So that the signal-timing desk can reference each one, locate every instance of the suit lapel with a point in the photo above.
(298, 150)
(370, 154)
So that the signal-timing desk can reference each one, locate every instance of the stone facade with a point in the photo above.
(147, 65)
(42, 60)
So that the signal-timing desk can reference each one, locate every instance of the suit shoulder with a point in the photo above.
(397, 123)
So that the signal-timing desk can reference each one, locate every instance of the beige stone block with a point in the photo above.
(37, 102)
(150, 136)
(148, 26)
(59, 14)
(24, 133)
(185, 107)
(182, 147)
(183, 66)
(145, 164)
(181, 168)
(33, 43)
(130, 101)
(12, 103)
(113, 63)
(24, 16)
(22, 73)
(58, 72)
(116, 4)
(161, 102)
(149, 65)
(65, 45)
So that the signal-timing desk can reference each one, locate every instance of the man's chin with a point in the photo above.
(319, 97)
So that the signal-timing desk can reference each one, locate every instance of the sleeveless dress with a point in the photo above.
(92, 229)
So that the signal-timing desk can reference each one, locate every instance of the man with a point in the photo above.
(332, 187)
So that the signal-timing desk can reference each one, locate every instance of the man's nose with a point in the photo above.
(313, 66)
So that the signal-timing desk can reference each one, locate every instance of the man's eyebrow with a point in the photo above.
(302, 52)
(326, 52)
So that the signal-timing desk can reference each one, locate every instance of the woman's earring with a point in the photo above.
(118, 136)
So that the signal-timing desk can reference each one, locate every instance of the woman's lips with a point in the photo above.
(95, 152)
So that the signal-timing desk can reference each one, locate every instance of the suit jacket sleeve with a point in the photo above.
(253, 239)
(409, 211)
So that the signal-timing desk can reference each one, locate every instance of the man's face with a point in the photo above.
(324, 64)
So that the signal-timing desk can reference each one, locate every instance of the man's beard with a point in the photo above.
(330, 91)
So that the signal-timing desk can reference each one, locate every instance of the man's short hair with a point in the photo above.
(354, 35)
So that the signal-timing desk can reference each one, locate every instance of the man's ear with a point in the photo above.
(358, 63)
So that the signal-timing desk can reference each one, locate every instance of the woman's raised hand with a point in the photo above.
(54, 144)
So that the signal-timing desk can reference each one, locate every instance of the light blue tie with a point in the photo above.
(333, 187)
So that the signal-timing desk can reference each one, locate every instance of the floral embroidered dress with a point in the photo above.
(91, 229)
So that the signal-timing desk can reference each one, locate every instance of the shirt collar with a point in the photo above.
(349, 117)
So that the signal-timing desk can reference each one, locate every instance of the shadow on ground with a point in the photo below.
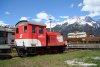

####################

* _WHAT THE TASK ASKS_
Rewrite all of the data above as a numbered list with one entry per line, dropping any blank lines and leaving the pictures out.

* _ANSWER BELOW_
1. So that the signal-timing desk can reference each one, locate every instance of the suit lapel with a point in the photo above.
2. (298, 150)
3. (370, 154)
4. So that the signal-timing desk can reference each one, locate every instance of the stone facade with a point in the photo above.
5. (147, 65)
6. (42, 60)
7. So that the signal-timing desk can reference each one, locate every instance of the suit shoulder with a point in the photo above.
8. (397, 123)
9. So that the signal-timing desk can reference each one, locate every instance of the beige stone block with a point in the photo above.
10. (37, 102)
11. (150, 136)
12. (148, 26)
13. (59, 14)
14. (24, 133)
15. (185, 107)
16. (182, 147)
17. (183, 66)
18. (145, 164)
19. (181, 168)
20. (33, 43)
21. (130, 101)
22. (12, 103)
23. (113, 63)
24. (24, 16)
25. (22, 73)
26. (58, 72)
27. (116, 4)
28. (161, 102)
29. (149, 65)
30. (65, 45)
31. So that the signal-timing desk can reference each one, locate every instance of the man's chin with a point in the photo above.
32. (319, 97)
33. So that the signal-timing desk can reference each one, locate every instance of the sleeveless dress with a point in the photo above.
34. (92, 229)
35. So that the signal-timing desk can reference each one, locate every instance of the man with a point in the photo above.
36. (332, 187)
37. So that the signal-timing desk can reference each one, locate every instance of the man's nose with a point in the photo above.
38. (313, 66)
39. So that the signal-timing desk can reference each one, locate every instance of the man's eyebrow with a point in the photo above.
40. (302, 52)
41. (326, 52)
42. So that the signal-timing desk can reference each one, locate every instance of the woman's earring with a point in the photo above.
43. (118, 136)
44. So that the signal-timing desk can reference each one, locate every instance of the woman's lips with a point in the photo above.
45. (95, 152)
46. So that the signal-timing desk can reference each one, locate every instance of the suit jacket sleeve with a point in the photo above.
47. (253, 239)
48. (409, 211)
49. So that the signal-timing desk can reference each one, locate every instance of the man's face with a point in the photo above.
50. (324, 64)
51. So that the signal-timing desk can reference each one, locate every instance of the man's beard with a point in the photo above.
52. (330, 91)
53. So that the signal-timing desk can reference each one, locate every instance of the man's short hair with a point in the photo above.
54. (354, 35)
55. So that the signal-timing desk can reference each one, locate every instance of the man's ear with a point in the photo above.
56. (358, 63)
57. So that the signal-timing desk can reference each one, locate every instance of the woman's raised hand with a point in the photo above.
58. (54, 144)
59. So that the signal-timing desk can reference each one, locate every instance of the light blue tie with a point in the photo above.
60. (333, 187)
61. So that the signal-timing desk can reference each one, locate every instance of the floral embroidered dress with a point in the photo above.
62. (91, 229)
63. So that the signal-timing desk can reference each one, locate every instance of the shirt collar with a point in the photo above.
64. (349, 117)
65. So that the signal-timing desk can reference each one, locate every instance of the shadow on ground with a point in the photo below.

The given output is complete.